Activity - Write out exactly the lines running from the one that contains "Where in this photo can the leafy" through the end of the material.

Source material -

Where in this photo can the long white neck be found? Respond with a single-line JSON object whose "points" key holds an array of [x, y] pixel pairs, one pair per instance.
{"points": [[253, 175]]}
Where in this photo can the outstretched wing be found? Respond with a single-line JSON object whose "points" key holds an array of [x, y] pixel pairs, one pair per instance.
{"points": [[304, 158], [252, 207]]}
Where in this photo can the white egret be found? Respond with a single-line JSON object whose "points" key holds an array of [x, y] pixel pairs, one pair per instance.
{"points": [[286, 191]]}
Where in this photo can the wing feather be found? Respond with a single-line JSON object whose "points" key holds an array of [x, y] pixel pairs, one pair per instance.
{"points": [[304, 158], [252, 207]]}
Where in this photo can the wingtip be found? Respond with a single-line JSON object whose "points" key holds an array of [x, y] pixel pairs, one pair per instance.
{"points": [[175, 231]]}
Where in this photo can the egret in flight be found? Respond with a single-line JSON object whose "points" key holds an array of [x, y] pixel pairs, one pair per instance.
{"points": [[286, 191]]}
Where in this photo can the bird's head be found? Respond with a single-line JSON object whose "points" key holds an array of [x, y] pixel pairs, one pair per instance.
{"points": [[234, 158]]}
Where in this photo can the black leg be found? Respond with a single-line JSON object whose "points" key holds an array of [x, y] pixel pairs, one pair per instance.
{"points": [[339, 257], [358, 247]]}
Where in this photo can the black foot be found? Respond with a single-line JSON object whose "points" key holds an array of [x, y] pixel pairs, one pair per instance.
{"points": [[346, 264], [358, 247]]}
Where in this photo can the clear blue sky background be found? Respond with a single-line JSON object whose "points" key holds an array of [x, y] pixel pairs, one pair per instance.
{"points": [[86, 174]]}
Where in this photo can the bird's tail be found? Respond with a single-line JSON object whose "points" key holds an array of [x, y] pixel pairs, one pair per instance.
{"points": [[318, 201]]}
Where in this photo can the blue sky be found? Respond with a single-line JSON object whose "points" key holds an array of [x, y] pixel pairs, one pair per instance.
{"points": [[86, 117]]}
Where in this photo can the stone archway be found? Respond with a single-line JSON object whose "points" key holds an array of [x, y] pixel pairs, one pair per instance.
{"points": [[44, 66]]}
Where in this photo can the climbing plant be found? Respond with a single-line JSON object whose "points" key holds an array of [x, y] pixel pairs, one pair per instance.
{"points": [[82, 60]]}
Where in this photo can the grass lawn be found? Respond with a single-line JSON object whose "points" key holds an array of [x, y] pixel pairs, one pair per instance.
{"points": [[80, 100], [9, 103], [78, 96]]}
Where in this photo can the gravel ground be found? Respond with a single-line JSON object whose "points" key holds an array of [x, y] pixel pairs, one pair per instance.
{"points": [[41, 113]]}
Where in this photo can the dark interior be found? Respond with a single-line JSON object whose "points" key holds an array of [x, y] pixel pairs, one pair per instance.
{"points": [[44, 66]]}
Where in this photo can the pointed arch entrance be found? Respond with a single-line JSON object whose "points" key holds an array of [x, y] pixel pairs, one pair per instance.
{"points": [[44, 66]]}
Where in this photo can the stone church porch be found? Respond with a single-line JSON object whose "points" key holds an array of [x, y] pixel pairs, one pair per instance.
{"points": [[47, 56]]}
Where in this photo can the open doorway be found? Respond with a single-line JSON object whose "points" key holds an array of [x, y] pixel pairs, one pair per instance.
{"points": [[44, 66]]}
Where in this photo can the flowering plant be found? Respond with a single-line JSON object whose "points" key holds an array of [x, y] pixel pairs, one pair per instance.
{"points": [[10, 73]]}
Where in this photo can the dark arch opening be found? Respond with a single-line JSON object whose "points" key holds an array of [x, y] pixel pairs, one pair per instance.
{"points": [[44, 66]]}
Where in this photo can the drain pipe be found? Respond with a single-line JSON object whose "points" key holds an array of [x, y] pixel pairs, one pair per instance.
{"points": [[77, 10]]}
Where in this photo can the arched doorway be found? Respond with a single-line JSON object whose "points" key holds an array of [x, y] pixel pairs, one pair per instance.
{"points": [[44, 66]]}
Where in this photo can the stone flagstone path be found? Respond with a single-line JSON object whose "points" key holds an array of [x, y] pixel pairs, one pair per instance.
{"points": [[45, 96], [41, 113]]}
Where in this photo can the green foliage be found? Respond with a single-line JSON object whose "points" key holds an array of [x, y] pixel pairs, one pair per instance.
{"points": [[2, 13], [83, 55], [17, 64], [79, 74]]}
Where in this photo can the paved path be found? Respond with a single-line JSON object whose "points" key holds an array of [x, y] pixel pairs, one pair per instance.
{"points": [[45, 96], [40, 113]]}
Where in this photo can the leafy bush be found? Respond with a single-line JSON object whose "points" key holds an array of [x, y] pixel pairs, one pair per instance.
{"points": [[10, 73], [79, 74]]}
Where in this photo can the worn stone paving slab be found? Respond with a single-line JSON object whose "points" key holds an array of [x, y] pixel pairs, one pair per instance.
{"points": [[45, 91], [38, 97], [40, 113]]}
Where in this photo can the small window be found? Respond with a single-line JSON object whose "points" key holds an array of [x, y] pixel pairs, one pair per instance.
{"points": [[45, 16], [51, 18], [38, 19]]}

Answer section -
Where in this photo can the leafy bush be found? Respond with a single-line JSON object whose "points" key holds an array of [x, y] pixel pairs, one pair per instance.
{"points": [[10, 73], [79, 74]]}
Where in this photo can the worn stone paving slab be found? Respond with a single-line JSON object whose "points" key holds an array of [x, y] pixel pairs, one pair per instance.
{"points": [[45, 91], [38, 97], [40, 113]]}
Where in this photo can the small window be found? Respond with a single-line JSON object whose "points" key holds an array of [x, y] pixel pairs, one pair per instance.
{"points": [[45, 16], [51, 18], [38, 19]]}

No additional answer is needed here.